*Your objective*: Starting at the top of the entries below, print each line exactly until the line with "Sample output: [[152, 209]]" has been printed too.

(Referring expression pointing data)

--------------------------------------------------

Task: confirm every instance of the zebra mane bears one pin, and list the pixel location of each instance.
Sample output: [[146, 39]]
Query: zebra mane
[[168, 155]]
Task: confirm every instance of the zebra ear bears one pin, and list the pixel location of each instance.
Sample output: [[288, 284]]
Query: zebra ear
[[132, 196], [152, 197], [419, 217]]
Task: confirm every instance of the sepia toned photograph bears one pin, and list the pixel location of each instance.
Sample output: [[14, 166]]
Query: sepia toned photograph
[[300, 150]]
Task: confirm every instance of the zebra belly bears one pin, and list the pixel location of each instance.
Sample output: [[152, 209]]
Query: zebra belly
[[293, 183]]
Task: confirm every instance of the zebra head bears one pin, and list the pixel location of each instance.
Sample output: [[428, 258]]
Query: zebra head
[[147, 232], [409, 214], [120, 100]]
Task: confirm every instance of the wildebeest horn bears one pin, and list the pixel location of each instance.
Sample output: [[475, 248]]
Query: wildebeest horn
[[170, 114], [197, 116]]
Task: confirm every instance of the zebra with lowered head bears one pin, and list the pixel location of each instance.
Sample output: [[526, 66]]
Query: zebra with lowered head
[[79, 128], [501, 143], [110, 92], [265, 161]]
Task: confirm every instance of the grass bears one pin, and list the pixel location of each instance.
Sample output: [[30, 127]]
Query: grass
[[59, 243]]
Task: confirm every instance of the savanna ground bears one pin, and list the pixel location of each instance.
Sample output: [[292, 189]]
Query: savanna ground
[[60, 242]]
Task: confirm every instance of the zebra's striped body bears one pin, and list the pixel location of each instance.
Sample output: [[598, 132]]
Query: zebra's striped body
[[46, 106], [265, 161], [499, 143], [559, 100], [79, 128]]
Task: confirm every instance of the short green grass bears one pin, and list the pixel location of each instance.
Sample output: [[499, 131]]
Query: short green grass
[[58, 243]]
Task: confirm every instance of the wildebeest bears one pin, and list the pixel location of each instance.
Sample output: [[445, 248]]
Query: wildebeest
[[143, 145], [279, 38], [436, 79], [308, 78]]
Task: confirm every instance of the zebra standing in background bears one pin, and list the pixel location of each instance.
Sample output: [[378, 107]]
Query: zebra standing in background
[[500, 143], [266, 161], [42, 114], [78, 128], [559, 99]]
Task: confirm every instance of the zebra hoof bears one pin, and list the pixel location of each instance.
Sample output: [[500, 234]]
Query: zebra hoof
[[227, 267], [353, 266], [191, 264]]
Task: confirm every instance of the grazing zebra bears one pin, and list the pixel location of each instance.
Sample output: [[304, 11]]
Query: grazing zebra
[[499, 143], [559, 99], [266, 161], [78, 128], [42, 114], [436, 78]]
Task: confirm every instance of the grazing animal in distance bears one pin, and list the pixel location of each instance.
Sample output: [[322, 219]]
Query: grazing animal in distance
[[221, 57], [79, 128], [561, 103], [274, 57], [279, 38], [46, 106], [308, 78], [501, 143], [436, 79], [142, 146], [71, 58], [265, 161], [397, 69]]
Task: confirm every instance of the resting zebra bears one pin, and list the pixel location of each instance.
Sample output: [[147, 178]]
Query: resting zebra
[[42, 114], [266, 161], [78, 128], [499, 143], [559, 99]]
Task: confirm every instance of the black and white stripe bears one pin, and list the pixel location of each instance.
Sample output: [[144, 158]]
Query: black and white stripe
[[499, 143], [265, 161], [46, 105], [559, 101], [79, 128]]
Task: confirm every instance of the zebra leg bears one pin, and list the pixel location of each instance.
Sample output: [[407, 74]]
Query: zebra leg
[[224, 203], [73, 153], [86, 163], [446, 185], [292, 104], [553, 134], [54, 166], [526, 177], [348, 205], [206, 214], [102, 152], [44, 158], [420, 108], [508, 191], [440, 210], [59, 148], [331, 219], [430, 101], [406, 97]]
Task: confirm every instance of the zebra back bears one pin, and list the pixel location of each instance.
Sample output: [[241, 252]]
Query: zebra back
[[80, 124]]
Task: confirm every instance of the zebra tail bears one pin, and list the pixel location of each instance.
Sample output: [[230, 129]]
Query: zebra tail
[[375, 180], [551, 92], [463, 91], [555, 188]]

--------------------------------------------------

*Written answer*:
Task: confirm every instance of the zebra mane bears one pin, and list the pixel location of each instance.
Sample output: [[146, 39]]
Query: zebra mane
[[168, 155]]
Task: confirm every instance of the zebra ear bears one pin, and list the pixel location of each instance.
Sample output: [[288, 284]]
Query: zebra ear
[[132, 196], [152, 197], [419, 217]]
Task: confirm every instance of the sepia toned photograph bears one pin, and list the pixel location of each instance.
Sample output: [[14, 166]]
Query: sepia toned photograph
[[300, 150]]
Task: confirm every instance of the zebra belly bears one pin, and list the pixel location of each instance.
Sample output: [[152, 209]]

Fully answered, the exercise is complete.